Copy every entry precisely.

__Coordinate annotation entries__:
## Begin
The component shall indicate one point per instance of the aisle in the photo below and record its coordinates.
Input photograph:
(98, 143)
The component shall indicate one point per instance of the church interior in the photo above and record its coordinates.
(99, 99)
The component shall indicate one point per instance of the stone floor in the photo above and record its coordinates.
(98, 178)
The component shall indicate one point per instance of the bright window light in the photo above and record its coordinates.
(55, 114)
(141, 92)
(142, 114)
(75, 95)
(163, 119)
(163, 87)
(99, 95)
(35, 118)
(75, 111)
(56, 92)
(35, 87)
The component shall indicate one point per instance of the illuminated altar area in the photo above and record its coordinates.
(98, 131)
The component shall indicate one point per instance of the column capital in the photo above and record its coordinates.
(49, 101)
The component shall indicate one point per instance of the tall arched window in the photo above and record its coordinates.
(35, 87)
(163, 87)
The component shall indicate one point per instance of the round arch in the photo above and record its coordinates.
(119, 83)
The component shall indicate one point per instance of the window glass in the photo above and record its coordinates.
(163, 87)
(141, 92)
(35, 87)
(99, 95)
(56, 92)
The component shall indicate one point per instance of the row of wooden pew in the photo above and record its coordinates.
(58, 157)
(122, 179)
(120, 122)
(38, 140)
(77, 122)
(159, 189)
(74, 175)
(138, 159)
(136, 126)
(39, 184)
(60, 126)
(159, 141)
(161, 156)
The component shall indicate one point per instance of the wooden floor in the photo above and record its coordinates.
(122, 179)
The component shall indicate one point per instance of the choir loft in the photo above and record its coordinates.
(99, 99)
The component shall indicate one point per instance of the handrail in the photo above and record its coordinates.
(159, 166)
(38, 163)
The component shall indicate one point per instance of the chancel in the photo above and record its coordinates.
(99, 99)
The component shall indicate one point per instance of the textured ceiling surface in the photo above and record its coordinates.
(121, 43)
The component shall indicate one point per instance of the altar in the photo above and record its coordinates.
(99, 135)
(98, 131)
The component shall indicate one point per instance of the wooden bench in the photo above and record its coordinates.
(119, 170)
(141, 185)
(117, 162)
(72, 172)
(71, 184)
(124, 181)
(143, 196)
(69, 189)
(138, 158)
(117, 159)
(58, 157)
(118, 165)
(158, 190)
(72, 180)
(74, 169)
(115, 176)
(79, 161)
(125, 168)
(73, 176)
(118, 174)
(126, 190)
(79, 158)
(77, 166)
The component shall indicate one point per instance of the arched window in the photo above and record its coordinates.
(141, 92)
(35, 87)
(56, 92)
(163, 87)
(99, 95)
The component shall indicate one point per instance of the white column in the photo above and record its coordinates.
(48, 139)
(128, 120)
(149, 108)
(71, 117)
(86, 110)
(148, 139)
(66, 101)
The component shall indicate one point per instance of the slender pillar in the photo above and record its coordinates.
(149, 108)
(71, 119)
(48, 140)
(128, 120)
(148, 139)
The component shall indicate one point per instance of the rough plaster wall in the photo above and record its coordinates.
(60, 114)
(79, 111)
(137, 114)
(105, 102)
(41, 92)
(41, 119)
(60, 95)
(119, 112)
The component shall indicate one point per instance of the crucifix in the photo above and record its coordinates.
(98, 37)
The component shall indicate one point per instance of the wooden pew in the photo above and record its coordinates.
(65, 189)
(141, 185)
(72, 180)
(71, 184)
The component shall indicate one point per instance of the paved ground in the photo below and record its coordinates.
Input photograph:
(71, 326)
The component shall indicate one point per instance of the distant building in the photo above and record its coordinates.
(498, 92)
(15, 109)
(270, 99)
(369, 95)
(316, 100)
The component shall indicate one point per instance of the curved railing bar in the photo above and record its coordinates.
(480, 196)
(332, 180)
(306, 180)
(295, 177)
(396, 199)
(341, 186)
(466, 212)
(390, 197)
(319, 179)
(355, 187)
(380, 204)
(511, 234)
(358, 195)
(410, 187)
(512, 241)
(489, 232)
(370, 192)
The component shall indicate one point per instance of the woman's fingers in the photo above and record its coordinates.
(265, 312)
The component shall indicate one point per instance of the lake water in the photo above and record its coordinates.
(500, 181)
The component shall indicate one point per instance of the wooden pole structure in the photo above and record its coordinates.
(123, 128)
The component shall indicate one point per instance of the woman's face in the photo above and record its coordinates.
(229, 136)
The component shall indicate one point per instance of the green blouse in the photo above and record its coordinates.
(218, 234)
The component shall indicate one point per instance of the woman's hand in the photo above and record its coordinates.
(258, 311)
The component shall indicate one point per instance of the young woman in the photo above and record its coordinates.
## End
__FINISHED EXERCISE__:
The component shall indicate one point per instance of the aisle in the photo below and record its coordinates.
Input photograph:
(98, 143)
The component shall indicate one point per instance of the church interior in the photo above and record its coordinates.
(99, 99)
The component shall indicate one point per instance of the stone floor in the photo above and record its coordinates.
(98, 178)
The component shall indicate one point per instance of the bright window light in the photo above and record its coordinates.
(55, 114)
(141, 92)
(142, 114)
(75, 95)
(163, 119)
(163, 87)
(99, 95)
(35, 118)
(75, 111)
(56, 92)
(35, 87)
The component shall indicate one point per instance of the illuminated altar area in the photo above and record its coordinates.
(98, 131)
The component shall indicate one point per instance of the column capital in the photo above and record its coordinates.
(49, 101)
The component shall indicate one point per instance of the tall arched window in the photo above and record its coordinates.
(35, 87)
(163, 87)
The component shall indicate one point per instance of the round arch in the photo above and record its coordinates.
(119, 83)
The component shall indicate one point per instance of the window glass in the photo above and record its coordinates.
(163, 87)
(141, 92)
(35, 87)
(99, 95)
(56, 92)
The component shall indicate one point per instance of the row of wooden pew in the photo above and record its coordinates.
(58, 157)
(122, 179)
(120, 122)
(38, 140)
(77, 122)
(159, 189)
(74, 175)
(138, 159)
(136, 126)
(39, 184)
(60, 126)
(159, 141)
(161, 156)
The component shall indicate one point per instance of the wooden floor in the photo above and record its coordinates.
(122, 179)
The component shall indicate one point per instance of the choir loft in the photo above and record its coordinates.
(99, 99)
The component shall indicate one point per instance of the handrail in the photo above and record its coordinates.
(159, 166)
(38, 163)
The component shall indicate one point per instance of the chancel in the photo above and record its coordinates.
(99, 99)
The component shall indicate one point per instance of the textured ceiling surface in the photo above and record its coordinates.
(121, 43)
The component shall indicate one point per instance of the altar in the photo above and record its coordinates.
(99, 135)
(98, 131)
The component shall indicate one point per instance of the wooden bench in the photo above and record its coordinates.
(119, 170)
(141, 185)
(117, 162)
(72, 172)
(71, 184)
(124, 181)
(143, 196)
(69, 189)
(138, 158)
(117, 159)
(58, 157)
(118, 165)
(158, 190)
(72, 180)
(74, 169)
(115, 176)
(79, 161)
(125, 168)
(73, 176)
(118, 174)
(126, 190)
(79, 158)
(77, 166)
The component shall indicate one point per instance of the arched window in the photo above and record its coordinates.
(141, 92)
(35, 87)
(56, 92)
(163, 87)
(99, 95)
The component shall indicate one point per instance of the white column in the photo above and record its coordinates.
(48, 139)
(128, 120)
(149, 108)
(71, 117)
(86, 110)
(148, 139)
(66, 101)
The component shall indicate one point per instance of the slender pillar in the photo above and record its coordinates.
(149, 108)
(71, 119)
(48, 140)
(128, 120)
(148, 139)
The component shall indicate one point per instance of the rough plaster wall in the photo above and record its coordinates.
(60, 114)
(79, 111)
(137, 114)
(105, 102)
(41, 92)
(41, 119)
(60, 95)
(119, 112)
The component shall indicate one point per instance of the crucifix in the photo above and record its coordinates.
(98, 37)
The component shall indicate one point per instance of the wooden pew in the photo above and record its coordinates.
(65, 189)
(141, 185)
(72, 180)
(71, 184)
The component shall indicate one point per instance of the paved ground in the photo below and record its coordinates.
Input photograph:
(71, 326)
The component shall indicate one point per instance of the distant building in the photo above and record its coordinates.
(498, 92)
(15, 109)
(270, 99)
(369, 95)
(316, 100)
The component shall indicate one point per instance of the curved railing bar in the photo above and record its coordinates.
(480, 196)
(332, 180)
(306, 180)
(295, 177)
(396, 199)
(341, 186)
(466, 212)
(390, 197)
(319, 179)
(355, 187)
(380, 204)
(511, 234)
(358, 195)
(410, 187)
(512, 241)
(489, 232)
(370, 192)
The component shall indicate one point per instance of the woman's fingers in the photo above and record its coordinates.
(265, 312)
The component shall indicate one point per instance of the lake water in the photo above and record its coordinates.
(500, 181)
The component shall indicate one point per instance of the wooden pole structure in the photo above and record its coordinates.
(123, 128)
The component shall indicate one point per instance of the woman's face in the photo above and record its coordinates.
(229, 136)
The component shall indicate one point per instance of the green blouse in the photo above and record its coordinates.
(218, 234)
The component shall indicate one point per instance of the woman's hand in the photo above and record its coordinates.
(258, 311)
The component shall indicate one point per instance of the young woman in the photo above and record its coordinates.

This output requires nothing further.